Listed records —
[start]

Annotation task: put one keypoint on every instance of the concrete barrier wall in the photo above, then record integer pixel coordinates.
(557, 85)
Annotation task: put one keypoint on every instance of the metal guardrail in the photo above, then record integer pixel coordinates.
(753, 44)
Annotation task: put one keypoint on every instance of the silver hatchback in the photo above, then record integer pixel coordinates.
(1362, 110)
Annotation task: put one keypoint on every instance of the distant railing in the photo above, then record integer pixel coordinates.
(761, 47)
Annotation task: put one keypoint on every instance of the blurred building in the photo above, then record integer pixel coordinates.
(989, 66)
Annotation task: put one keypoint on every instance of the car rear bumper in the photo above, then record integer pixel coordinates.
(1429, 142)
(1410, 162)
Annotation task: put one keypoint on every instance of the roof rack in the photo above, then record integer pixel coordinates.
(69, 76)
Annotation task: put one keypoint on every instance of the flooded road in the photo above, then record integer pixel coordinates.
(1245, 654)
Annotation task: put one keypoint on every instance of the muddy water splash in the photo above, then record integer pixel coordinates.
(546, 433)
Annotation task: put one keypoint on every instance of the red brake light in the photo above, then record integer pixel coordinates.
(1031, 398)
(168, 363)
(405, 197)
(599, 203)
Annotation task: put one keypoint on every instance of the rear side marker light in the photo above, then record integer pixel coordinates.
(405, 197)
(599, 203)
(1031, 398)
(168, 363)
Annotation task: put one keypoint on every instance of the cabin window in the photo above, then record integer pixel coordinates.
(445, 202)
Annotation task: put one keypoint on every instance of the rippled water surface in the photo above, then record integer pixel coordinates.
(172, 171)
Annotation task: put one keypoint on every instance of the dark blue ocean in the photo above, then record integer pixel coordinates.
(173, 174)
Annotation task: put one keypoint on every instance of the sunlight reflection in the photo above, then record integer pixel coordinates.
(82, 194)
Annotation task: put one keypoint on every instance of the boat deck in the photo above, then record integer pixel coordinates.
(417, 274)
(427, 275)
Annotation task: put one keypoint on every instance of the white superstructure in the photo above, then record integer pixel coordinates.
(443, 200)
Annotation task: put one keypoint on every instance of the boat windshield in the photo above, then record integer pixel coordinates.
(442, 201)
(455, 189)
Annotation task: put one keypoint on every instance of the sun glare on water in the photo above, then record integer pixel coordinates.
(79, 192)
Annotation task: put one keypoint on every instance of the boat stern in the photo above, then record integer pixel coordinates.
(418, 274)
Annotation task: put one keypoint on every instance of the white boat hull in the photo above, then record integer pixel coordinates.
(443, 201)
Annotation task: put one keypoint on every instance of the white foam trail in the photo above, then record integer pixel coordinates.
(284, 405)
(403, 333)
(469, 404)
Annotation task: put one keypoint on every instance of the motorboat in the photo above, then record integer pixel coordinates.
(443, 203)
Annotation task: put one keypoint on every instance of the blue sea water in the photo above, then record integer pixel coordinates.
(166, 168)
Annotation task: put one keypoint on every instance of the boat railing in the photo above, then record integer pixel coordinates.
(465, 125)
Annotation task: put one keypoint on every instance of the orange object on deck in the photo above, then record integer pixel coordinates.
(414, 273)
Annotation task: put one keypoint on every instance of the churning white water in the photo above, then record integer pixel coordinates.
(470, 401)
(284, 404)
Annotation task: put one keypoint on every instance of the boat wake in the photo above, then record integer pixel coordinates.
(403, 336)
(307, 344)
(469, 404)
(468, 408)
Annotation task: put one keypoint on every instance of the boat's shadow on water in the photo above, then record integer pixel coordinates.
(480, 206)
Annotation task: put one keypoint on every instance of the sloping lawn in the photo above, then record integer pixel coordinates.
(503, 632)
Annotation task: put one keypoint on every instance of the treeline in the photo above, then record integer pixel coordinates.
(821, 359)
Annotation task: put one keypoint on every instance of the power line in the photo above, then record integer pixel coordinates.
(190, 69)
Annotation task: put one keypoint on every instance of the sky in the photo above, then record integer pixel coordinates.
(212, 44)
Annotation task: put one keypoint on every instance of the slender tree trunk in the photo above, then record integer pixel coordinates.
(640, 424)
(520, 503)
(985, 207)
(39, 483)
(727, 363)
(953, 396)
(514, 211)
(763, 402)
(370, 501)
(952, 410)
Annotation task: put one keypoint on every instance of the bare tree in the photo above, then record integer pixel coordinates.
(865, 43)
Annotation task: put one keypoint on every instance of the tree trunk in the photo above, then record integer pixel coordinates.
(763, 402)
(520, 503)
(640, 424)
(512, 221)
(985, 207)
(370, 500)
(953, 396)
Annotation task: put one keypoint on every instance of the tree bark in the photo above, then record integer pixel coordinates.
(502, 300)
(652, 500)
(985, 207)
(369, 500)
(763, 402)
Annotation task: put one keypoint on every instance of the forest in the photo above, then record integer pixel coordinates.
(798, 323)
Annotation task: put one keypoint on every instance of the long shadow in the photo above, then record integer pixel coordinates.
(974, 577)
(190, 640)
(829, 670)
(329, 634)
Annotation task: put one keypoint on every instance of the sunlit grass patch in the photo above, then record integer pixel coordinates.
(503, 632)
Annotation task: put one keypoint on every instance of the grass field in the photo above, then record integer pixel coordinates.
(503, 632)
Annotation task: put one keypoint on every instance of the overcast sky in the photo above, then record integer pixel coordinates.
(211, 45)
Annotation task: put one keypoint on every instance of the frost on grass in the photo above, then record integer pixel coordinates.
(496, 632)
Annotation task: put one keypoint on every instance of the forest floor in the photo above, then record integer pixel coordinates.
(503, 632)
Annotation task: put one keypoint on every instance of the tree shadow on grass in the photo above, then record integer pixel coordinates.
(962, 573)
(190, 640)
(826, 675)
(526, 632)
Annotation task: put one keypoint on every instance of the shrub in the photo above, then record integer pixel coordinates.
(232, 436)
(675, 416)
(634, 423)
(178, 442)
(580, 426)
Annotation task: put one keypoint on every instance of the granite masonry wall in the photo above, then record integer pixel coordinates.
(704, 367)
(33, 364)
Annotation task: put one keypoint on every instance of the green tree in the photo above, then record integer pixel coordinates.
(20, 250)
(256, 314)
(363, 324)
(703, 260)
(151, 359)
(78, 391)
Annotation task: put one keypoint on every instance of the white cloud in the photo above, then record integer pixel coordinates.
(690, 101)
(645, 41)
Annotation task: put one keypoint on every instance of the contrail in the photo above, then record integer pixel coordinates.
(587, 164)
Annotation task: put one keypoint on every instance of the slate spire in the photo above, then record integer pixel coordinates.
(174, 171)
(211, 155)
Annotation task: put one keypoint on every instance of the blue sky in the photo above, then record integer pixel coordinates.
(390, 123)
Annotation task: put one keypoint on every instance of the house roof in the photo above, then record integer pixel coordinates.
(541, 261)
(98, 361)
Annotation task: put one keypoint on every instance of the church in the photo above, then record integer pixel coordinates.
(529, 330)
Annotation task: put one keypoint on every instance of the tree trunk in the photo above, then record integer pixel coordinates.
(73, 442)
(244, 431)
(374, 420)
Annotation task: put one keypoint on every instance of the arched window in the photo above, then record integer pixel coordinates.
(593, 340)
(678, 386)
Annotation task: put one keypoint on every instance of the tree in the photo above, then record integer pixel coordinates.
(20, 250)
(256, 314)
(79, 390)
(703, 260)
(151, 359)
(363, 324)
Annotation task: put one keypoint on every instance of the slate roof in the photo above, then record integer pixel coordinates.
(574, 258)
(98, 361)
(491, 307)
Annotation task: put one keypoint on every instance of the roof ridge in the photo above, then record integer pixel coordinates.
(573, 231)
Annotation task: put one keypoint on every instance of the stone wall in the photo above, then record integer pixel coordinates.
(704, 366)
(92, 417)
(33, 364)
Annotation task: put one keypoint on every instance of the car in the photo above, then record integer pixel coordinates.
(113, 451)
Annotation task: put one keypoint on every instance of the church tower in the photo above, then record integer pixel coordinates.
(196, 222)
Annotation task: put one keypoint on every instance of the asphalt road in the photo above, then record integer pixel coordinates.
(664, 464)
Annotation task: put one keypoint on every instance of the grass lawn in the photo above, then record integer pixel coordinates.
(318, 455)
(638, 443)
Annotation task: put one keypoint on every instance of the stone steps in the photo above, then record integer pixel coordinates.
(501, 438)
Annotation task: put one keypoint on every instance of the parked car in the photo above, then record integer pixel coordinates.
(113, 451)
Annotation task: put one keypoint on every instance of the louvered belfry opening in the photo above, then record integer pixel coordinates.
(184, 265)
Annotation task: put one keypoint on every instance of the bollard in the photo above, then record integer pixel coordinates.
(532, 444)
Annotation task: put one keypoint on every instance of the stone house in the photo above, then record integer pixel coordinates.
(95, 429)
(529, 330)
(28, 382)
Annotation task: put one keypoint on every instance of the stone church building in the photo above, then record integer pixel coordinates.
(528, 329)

[end]

Prompt — Your task is to write out the lines from the one with "of the arched" through the end of the records, exactly and with nothing added.

Right answer —
Annotation task: put one keypoint on every instance of the arched window in the photo above, then record integer pixel coordinates.
(593, 340)
(678, 386)
Annotation task: put one keypoint on every instance of the tree in the photo above, then record integer pixel coordinates.
(20, 250)
(256, 314)
(79, 390)
(703, 260)
(151, 359)
(363, 324)
Annotation task: put one keypoint on every instance of the slate roof in the photo above, then record integer pixel coordinates.
(574, 258)
(98, 361)
(491, 307)
Annotation task: put one keypoint on every instance of the roof ridge in the photo above, then record integer pixel coordinates.
(573, 231)
Annotation task: put one keypoint on every instance of the stone wall in the photo above, then record integer pixel coordinates.
(704, 366)
(92, 417)
(33, 364)
Annotation task: put one keypoint on every instance of the car in the photo above, then record integer pixel coordinates.
(113, 451)
Annotation task: put one keypoint on every instance of the church tower in the photo above, then record integer pixel coordinates.
(196, 222)
Annotation task: put one keypoint on every instance of the asphalt road in the photo above, then record integer pixel coordinates.
(664, 464)
Annotation task: put one keypoint on every instance of the grass lawn in the photo above, then record integer pixel coordinates.
(318, 455)
(638, 443)
Annotation task: put one keypoint on every instance of the stone steps in the photo above, then record integer pixel coordinates.
(501, 438)
Annotation task: put one keypoint on every instance of the parked car in the photo above, then record integer pixel coordinates.
(113, 451)
Annotation task: put one keypoint on every instance of the louvered belfry opening in the photo above, then record integer pixel coordinates.
(184, 265)
Annotation task: put one keypoint on every instance of the bollard in the photo above, then record integer pixel coordinates.
(532, 444)
Annotation task: put one keypoint on every instance of the stone house in the photo above, then record integer pixel coordinates.
(95, 429)
(529, 330)
(28, 382)
Annotation task: put one keypoint on every instance of the stone church building in the photo above, then record integer pixel coordinates.
(528, 329)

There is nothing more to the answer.